##### Texte de page #####

Jean Louis Biget, professeur émérite à l'Ecole Normale supérieure de Fontenay Saint-Cloud, par ses recherches comparatives et sociologiques dédramatisait le passé cathare : l'hérésie avait beaucoup été exagérée par les clercs de l'époque - et les ésotériques et occitanistes d'aujourd'hui - ! La contestation religieuse n'avait concerné qu'une élite cultivée et minoritaire (19). Dans Le Pays cathare (Le Seuil, Points-Histoire, 2000) il annonçait pourtant : « il convient de ne pas sombrer dans l'hypercritique » (p. 23)

Travers que nous pouvons discerner maintenant chez quelques uns de ses élèves, chez ceux des professeurs R. Moore de l'Université de Newcastel ou de P.Biller de l'Université de York (R.U.) (20). On parle de « construction de l'hérésie » et de « déconstruction du discours » : jusque là nous sommes d'accord (21)... La critique historique doit tenir compte des enjeux de chacune des époques, des questions de pays et de régions (parler des hérétiques au nord ou au sud de l'Europe - certains historiens ont tendance à l'oublier ! - ne soulève pas les mêmes passions(22) et des mises en récits inévitables de la subjectivité. Mais l'hypercritique que nous dénonçons, c'est lorsque le système d'analyse prend le pas sur la réalité et que la remise en cause, devenant dogmatique, perd la recherche comme objectif. L'exemple le plus flagrant se trouve dans le second livre collectif du reste passionnant de Monique Zerner, L'histoire du catharisme en discussion, le « concile » de Saint-Félix (1167) (Centre d'Etudes Médiévales, Nice Sophia-Antipolis, 2001, livre qui rend compte et qui poursuit les études du colloque de Nice : « Revisiter l'hérésie méridionale ? Le supposé concile cathare de Saint-Félix 1167 », début 1999 ). Les critiques s'évertuent à y défendre l'a priori de la non historicité du document étudié (23) - il révèle la structure épiscopale du catharisme refusée par les auteurs, quitte à changer d'argumentation au cours et à la fin du débat - , alors que les spécialistes de l'IRHT - Institut de Recherche d'Histoire des Textes, laboratoire du CNRS -, dont Jacques Dalarun son directeur, curieusement convoqués par les organisateurs du colloque, concluent (« la charte de Niquita, analyse formelle ») en faveur de l'authenticité du texte. Mais Monique Zerner revient sur son hypothèse.

Présupposés rêvés et imposés

Peut-être est-ce une affaire de mode, mal comprise ou poussée à l'excès ? Il me souvient qu'Albert Schweitzer (24), lui le libéral, lui l'historico-critique, était choqué par l'attitude toute dogmatique et radicale de la théologie dialectique qui se construisait dans le bultmanisme selon lui par une négation de principe !

#####

• Exercice: Recopiez mot pour mot, s'il vous plaît, le passage du texte sur le catharisme qui commence par « Présupposés rêvés et » et se poursuit jusqu'à « de principe ! ».

##### Lignes de données #####

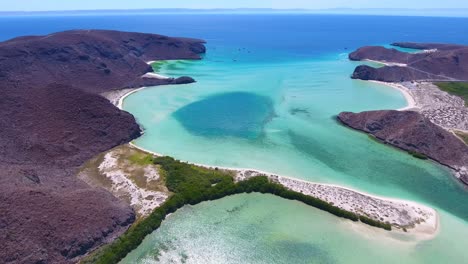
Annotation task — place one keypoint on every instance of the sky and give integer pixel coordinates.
(55, 5)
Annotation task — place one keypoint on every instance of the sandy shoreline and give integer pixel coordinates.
(410, 100)
(387, 63)
(419, 220)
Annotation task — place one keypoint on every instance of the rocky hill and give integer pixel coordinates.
(439, 62)
(410, 131)
(52, 119)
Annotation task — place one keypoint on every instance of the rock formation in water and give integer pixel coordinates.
(412, 132)
(52, 119)
(439, 62)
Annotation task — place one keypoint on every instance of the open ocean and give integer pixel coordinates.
(266, 95)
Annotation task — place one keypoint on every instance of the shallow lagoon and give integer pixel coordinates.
(301, 139)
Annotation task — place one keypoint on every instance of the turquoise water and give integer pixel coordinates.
(280, 117)
(277, 82)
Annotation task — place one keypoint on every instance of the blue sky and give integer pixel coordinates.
(48, 5)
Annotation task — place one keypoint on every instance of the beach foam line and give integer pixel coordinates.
(427, 230)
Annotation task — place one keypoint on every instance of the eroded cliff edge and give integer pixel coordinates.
(412, 132)
(52, 119)
(435, 62)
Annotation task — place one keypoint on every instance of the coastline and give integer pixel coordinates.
(422, 224)
(410, 100)
(387, 63)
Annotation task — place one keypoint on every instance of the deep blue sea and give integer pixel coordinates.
(267, 93)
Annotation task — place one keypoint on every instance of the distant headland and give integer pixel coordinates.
(435, 79)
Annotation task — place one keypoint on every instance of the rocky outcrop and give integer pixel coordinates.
(410, 131)
(441, 63)
(391, 74)
(52, 120)
(91, 60)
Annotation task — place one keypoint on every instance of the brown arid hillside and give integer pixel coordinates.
(52, 120)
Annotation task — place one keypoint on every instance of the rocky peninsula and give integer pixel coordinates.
(435, 62)
(430, 128)
(52, 120)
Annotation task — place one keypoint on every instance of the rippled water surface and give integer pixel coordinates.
(266, 97)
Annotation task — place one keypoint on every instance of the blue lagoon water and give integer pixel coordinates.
(266, 97)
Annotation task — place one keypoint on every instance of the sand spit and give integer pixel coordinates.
(387, 63)
(416, 219)
(442, 108)
(413, 217)
(405, 91)
(135, 182)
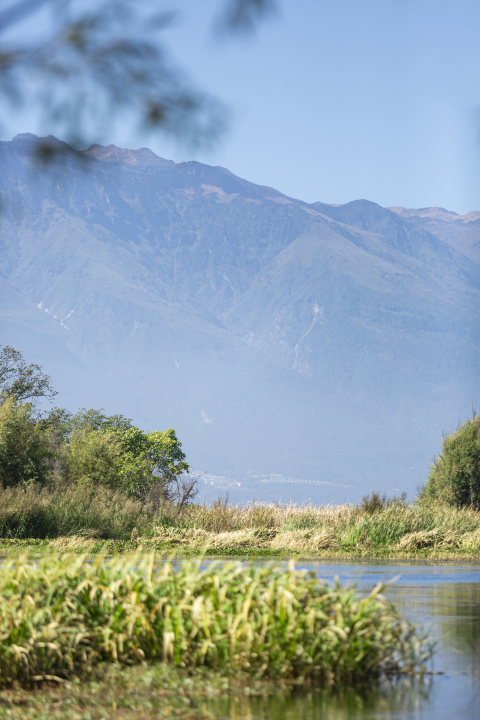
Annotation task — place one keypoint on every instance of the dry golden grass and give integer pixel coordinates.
(79, 519)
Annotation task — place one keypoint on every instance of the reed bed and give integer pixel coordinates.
(62, 616)
(72, 517)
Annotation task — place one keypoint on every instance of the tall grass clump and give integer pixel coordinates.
(36, 511)
(62, 616)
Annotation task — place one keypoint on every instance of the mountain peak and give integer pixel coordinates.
(142, 157)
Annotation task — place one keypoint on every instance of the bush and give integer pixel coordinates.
(25, 449)
(455, 475)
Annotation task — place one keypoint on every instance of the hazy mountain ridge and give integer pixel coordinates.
(261, 327)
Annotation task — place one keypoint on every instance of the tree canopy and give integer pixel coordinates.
(20, 381)
(90, 60)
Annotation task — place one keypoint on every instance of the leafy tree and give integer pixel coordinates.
(455, 473)
(25, 451)
(93, 457)
(21, 381)
(109, 450)
(95, 59)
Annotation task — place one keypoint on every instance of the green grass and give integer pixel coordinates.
(63, 616)
(86, 519)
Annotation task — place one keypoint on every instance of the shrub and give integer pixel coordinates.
(25, 449)
(455, 474)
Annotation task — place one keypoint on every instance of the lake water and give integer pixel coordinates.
(445, 600)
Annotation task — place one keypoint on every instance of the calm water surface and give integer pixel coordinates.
(445, 600)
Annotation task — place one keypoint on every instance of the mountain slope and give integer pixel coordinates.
(329, 343)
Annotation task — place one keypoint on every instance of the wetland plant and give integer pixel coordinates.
(63, 616)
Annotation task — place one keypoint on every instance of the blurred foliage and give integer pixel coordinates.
(90, 61)
(25, 451)
(455, 473)
(86, 448)
(21, 381)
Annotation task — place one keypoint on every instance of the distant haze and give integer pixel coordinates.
(301, 351)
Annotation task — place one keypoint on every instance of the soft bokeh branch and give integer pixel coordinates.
(90, 62)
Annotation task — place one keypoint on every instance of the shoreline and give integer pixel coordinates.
(96, 547)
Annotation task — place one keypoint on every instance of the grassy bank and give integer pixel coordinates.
(62, 617)
(83, 519)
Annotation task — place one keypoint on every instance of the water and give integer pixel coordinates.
(445, 600)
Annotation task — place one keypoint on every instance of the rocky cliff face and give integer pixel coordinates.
(327, 343)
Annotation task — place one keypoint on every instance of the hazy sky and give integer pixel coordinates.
(334, 101)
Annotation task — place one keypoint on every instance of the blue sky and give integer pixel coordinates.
(334, 101)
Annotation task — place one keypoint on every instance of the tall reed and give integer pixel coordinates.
(62, 616)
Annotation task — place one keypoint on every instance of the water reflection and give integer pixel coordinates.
(443, 599)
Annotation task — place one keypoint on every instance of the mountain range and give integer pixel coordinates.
(301, 351)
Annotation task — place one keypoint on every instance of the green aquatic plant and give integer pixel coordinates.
(62, 616)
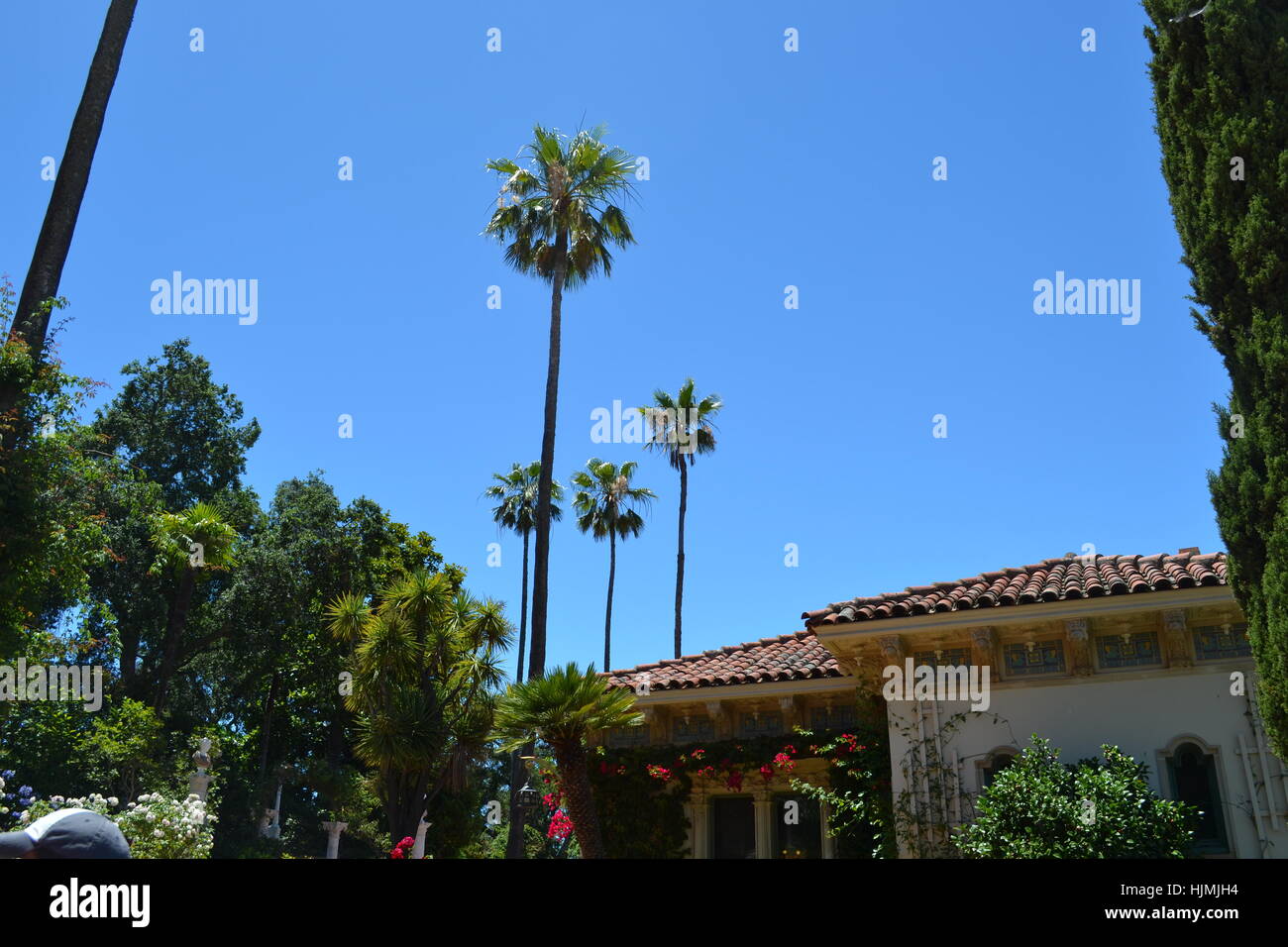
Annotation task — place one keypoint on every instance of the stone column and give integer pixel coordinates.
(699, 831)
(764, 825)
(333, 838)
(417, 851)
(825, 822)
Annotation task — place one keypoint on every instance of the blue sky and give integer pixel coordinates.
(768, 169)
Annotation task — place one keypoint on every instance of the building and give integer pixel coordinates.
(1145, 652)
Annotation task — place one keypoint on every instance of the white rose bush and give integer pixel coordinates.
(155, 825)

#####

• Réponse rédigée:
Présupposés rêvés et imposés

Peut-être est-ce une affaire de mode, mal comprise ou poussée à l'excès ? Il me souvient qu'Albert Schweitzer (24), lui le libéral, lui l'historico-critique, était choqué par l'attitude toute dogmatique et radicale de la théologie dialectique qui se construisait dans le bultmanisme selon lui par une négation de principe !